Pointing entries for named objects:

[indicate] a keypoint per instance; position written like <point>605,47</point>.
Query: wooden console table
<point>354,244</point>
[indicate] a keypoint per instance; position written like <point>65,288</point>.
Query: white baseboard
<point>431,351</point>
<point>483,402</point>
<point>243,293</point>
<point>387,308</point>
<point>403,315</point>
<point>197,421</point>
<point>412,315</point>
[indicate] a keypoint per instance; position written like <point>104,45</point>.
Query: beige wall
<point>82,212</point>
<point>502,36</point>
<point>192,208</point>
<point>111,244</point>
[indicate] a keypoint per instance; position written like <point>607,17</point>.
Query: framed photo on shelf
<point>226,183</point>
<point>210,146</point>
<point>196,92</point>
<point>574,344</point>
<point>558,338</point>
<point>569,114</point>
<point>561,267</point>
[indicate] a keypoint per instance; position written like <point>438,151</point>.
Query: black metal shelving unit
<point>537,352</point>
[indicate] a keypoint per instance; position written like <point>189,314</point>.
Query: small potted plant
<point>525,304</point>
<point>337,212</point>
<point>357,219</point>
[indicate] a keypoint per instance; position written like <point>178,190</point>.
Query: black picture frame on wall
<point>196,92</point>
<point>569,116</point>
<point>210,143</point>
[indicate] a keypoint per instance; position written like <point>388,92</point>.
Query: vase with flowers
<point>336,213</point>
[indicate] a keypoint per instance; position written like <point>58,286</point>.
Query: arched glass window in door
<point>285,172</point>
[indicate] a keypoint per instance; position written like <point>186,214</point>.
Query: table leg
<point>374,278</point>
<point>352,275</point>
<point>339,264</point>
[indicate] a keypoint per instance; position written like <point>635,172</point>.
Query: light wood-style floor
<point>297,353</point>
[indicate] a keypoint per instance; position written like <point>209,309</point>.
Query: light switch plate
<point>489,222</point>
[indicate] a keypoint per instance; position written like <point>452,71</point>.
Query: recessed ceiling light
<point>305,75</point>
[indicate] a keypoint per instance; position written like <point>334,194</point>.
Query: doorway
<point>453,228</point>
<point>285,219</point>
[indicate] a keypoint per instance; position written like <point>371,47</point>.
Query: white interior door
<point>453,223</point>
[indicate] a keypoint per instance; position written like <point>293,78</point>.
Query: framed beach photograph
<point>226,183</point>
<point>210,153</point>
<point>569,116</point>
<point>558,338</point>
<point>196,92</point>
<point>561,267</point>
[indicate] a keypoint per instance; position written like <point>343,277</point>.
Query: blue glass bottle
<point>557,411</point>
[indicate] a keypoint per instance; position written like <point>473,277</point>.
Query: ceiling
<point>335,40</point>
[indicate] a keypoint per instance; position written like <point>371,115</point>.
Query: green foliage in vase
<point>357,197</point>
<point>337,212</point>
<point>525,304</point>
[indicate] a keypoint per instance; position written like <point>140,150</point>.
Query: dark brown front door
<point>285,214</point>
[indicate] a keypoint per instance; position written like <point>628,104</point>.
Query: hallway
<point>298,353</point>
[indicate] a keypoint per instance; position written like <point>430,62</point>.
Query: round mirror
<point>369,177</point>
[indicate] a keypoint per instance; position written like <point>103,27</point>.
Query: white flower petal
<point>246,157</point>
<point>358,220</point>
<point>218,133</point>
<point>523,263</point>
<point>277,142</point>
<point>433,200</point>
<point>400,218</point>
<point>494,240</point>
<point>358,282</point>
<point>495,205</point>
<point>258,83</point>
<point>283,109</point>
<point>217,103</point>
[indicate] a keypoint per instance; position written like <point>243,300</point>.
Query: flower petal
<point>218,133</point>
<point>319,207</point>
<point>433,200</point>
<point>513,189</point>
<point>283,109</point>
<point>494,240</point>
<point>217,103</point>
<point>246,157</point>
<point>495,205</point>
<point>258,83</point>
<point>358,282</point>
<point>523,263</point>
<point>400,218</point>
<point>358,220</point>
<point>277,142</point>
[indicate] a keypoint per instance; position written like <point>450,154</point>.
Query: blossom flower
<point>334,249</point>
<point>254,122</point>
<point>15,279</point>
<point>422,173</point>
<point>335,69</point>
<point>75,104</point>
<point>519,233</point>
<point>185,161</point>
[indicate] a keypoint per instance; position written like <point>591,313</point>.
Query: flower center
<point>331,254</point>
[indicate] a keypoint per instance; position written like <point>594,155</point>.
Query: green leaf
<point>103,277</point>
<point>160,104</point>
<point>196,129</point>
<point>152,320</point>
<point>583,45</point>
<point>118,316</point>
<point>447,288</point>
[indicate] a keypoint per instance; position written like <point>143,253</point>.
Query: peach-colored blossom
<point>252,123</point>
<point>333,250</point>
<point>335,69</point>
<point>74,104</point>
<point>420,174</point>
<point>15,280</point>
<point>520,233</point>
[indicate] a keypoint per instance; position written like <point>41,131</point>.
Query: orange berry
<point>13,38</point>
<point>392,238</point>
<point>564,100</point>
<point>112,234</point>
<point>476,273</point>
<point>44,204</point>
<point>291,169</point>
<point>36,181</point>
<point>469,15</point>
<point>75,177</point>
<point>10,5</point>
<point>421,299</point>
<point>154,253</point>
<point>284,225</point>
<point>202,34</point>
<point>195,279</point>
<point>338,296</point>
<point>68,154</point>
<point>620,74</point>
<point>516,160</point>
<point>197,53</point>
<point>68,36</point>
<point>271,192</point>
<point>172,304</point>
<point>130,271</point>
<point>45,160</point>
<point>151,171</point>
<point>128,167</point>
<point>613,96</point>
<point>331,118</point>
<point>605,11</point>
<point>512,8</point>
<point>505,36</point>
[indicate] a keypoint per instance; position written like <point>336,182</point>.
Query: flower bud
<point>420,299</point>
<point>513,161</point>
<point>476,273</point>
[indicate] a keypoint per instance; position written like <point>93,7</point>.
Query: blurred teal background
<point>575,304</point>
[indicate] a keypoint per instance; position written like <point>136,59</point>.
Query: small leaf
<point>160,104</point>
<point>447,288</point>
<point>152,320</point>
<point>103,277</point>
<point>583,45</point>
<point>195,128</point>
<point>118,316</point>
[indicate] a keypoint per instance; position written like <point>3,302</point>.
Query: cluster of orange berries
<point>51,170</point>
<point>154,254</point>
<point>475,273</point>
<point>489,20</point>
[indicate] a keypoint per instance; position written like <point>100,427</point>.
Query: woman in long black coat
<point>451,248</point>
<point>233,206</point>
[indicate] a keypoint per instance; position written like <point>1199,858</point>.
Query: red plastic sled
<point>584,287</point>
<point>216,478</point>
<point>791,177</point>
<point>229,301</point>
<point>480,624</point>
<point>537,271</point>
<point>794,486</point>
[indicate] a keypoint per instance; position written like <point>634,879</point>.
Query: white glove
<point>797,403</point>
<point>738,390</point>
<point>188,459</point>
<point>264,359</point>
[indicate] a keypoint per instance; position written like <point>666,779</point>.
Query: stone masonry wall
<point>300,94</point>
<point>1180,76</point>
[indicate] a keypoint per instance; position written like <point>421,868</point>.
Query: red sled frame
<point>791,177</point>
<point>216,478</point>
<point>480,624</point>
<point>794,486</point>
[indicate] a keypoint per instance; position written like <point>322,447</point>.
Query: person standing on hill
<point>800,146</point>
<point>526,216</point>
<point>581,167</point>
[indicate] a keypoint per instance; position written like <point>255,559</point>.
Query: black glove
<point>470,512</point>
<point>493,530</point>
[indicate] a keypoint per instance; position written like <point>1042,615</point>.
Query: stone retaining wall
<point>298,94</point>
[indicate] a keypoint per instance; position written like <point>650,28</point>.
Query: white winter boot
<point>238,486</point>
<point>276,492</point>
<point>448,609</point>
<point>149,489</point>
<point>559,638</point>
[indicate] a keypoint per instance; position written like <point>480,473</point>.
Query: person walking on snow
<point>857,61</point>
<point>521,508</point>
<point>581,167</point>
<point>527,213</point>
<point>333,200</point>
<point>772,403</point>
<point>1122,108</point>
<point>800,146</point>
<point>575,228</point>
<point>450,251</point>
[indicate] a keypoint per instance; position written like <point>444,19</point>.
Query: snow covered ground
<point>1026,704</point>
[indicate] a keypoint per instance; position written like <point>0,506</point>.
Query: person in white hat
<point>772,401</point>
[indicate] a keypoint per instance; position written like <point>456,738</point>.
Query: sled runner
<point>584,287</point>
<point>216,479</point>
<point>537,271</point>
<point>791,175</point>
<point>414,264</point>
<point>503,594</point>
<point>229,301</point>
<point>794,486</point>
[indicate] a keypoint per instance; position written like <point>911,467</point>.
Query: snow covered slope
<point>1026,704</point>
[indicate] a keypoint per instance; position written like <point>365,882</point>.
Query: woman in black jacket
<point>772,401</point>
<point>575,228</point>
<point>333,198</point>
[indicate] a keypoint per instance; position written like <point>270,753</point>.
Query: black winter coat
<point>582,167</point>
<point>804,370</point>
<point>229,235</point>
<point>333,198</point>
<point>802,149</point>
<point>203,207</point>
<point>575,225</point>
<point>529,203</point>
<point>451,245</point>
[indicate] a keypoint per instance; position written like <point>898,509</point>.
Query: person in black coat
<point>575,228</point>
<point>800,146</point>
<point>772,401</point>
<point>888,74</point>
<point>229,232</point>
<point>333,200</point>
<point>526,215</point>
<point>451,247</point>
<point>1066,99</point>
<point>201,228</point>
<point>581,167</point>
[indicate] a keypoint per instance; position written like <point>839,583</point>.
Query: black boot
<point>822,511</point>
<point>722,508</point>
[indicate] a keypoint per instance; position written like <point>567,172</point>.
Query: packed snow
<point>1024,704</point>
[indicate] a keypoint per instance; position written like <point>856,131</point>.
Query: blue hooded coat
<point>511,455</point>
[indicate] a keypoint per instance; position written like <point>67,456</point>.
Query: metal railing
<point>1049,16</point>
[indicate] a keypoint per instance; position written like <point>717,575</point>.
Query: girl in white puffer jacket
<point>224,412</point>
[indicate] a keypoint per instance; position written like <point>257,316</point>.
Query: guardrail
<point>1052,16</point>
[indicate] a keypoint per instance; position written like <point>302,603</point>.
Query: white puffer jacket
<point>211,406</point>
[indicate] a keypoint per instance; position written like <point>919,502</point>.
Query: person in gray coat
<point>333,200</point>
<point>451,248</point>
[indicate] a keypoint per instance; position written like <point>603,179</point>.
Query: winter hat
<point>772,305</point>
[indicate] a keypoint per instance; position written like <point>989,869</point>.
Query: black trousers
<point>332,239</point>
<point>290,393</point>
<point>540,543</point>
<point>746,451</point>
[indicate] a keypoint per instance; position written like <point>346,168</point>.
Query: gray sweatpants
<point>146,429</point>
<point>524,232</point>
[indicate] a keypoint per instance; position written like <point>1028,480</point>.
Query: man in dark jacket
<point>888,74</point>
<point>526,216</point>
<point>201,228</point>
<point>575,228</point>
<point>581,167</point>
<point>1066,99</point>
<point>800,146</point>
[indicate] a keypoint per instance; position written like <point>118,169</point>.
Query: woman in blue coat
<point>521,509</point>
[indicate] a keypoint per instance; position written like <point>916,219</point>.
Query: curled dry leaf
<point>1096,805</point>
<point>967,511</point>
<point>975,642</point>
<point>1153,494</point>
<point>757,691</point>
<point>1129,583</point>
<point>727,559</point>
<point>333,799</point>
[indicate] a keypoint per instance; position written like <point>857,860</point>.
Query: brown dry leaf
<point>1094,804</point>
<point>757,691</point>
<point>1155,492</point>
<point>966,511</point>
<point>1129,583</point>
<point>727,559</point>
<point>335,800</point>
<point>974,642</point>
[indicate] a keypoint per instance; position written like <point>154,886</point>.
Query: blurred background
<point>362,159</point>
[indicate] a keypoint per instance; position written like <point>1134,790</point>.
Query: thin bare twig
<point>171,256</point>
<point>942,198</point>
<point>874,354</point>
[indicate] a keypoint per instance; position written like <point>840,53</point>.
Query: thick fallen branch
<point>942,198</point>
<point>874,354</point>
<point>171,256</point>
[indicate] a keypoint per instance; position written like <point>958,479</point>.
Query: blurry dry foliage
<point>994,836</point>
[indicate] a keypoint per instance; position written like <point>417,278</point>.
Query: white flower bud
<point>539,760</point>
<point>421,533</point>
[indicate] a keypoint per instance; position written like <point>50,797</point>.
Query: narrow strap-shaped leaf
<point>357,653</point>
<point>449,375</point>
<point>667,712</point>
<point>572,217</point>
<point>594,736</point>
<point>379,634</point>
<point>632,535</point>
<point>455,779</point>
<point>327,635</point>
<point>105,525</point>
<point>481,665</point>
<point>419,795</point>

▶ Stated goal: Please turn the stretch of the records above, from the line containing "written like <point>322,447</point>." through the line containing "<point>298,94</point>", into a numbered list, dropping any blank lines.

▶ Reply to the task:
1. [indicate] a keypoint per instance; position written like <point>322,447</point>.
2. Query: person standing on hill
3. <point>800,146</point>
4. <point>526,216</point>
5. <point>581,167</point>
6. [indicate] a keypoint per instance; position written like <point>255,559</point>.
7. Query: black glove
8. <point>470,512</point>
9. <point>493,530</point>
10. [indicate] a keypoint per instance; position written like <point>1042,615</point>.
11. Query: stone retaining wall
12. <point>298,94</point>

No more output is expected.